[Given text — start]

Brief History of At Home in Greenwich, Inc.
At Home in Greenwich (AT Home) was inspired by an article in The New York Times in the winter of 2006, describing how a dozen civic-minded residents of Beacon Hill in Boston developed a program to enable them and others to “age in place.” Several Greenwich residents agreed that they, too, would prefer to remain in their own homes as they grew older, close to friends and favorite activities — if it were a safe, viable and practicable choice.
So the following summer a few Greenwichites went to Boston and met with Beacon Hill’s founder and president, Susan McWhinney Morse. She told us that 200 others from around the country and abroad had also responded to the Times article (plus one in the AARP magazine); it was apparent that “aging in place” had become a national and international movement. Susan generously shared with us the trials and challenges of their start-up period, as well as the satisfaction of launching a successful program serving several hundred people. The major challenge they have encountered in Boston has been the realization that octogenarians do not want to admit they need help. Even some 90-year-olds claim they love the idea but they’re “not ready yet!”
On returning home, our first step was to ask Greenwich Library to order the Beacon Hill Village Manual, which was assembled to help other communities develop their own versions of aging in place. Then, a growing number of us began to familiarize ourselves with the many services Greenwich offers, and how we might incorporate them into our own plan. Greenwich demographics showed a growing senior population, with 20% of the 61,000+ residents now over the age of 60. And national figures indicate new additions to the senior U.S. population every seven seconds.
Since Greenwich already offered an extraordinary array of services for seniors, we asked ourselves if an organization like At Home in Greenwich was necessary. Or would we simply duplicate existing services? To find out, we met with community leaders — first with Sam Deibler, Director of the Greenwich Commission on Aging. He, like Stuart Adelberg, President of United Way; Dr. Stephen Jones, Medical Director of the Greenwich Hospital Center for Healthy Aging; Bob Arnold, President of Family Centers; and Stephanie Paulmeno, Director of Community Health Planning for Greenwich, assured us that At Home was indeed needed. It would provide a link to existing services and fill in gaps to help seniors remain independent in their own homes as they aged. All these community leaders have joined our Advisory Council.
In January 2007, Bob Arnold offered AT Home temporary free office space at Family Centers’ Bridge Street offices, along with extended Family Centers’ 501(c) 3 status to let us receive tax-deductible contributions.

[Given text — finish]

Please return the passage of the At Home in Greenwich history between "At Home in Greenwich (AT" and "and practicable choice.", inclusive, copied word for word.

[Data for review — start]

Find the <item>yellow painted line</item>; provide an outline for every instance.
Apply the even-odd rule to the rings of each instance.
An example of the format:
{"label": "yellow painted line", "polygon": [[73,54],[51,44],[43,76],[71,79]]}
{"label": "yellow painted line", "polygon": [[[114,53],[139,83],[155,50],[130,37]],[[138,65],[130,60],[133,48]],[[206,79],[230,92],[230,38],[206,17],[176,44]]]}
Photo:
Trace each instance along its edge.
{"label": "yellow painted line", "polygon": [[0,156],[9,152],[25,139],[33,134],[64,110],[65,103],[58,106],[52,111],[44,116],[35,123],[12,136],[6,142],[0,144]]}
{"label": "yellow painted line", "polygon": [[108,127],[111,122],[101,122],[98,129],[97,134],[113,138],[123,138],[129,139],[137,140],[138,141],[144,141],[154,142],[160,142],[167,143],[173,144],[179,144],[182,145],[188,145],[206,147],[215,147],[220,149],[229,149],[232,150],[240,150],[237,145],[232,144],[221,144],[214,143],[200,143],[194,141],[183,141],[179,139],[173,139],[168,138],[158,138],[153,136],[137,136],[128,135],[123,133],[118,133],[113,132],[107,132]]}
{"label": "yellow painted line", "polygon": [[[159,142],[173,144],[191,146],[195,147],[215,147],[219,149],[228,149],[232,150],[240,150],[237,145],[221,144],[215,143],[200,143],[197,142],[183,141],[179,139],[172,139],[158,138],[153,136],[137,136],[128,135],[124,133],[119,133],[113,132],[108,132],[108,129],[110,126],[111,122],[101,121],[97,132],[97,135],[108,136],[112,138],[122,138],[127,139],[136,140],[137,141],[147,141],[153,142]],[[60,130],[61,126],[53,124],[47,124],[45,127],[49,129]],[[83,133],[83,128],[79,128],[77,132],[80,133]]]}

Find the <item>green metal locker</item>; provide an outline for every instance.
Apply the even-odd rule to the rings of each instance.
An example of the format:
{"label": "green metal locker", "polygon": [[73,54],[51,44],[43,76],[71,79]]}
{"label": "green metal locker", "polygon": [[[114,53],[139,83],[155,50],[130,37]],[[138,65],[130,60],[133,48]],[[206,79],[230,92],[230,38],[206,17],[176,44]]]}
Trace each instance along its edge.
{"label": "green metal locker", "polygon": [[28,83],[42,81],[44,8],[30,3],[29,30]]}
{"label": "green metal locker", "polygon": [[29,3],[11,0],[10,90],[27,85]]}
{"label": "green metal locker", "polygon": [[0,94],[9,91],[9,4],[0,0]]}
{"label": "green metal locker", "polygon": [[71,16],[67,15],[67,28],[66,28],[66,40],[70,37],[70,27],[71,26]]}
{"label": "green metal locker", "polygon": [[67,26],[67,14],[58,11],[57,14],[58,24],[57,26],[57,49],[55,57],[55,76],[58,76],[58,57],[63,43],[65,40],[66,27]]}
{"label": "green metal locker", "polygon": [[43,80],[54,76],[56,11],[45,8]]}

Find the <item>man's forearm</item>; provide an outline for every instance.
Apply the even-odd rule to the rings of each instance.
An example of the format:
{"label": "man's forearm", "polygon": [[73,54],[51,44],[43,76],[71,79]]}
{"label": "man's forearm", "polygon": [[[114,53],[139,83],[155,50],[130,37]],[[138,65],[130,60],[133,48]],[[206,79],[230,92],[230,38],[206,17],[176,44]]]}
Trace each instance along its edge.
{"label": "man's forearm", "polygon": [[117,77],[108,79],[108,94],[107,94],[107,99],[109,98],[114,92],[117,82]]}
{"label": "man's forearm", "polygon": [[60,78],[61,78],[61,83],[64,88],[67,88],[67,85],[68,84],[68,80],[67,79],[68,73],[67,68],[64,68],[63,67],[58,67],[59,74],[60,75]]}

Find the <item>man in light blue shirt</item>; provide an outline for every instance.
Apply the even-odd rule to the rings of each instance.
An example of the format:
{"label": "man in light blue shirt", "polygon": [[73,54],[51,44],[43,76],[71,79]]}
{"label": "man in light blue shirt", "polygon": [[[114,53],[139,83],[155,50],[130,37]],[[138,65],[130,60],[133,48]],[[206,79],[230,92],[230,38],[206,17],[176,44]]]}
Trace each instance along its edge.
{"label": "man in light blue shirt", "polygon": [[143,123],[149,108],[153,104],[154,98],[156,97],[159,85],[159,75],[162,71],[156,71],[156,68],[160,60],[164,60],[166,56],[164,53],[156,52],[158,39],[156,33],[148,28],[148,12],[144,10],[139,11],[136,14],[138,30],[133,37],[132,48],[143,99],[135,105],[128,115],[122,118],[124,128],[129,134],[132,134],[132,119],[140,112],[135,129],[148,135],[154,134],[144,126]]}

[Data for review — finish]

Problem solution »
At Home in Greenwich (AT Home) was inspired by an article in The New York Times in the winter of 2006, describing how a dozen civic-minded residents of Beacon Hill in Boston developed a program to enable them and others to “age in place.” Several Greenwich residents agreed that they, too, would prefer to remain in their own homes as they grew older, close to friends and favorite activities — if it were a safe, viable and practicable choice.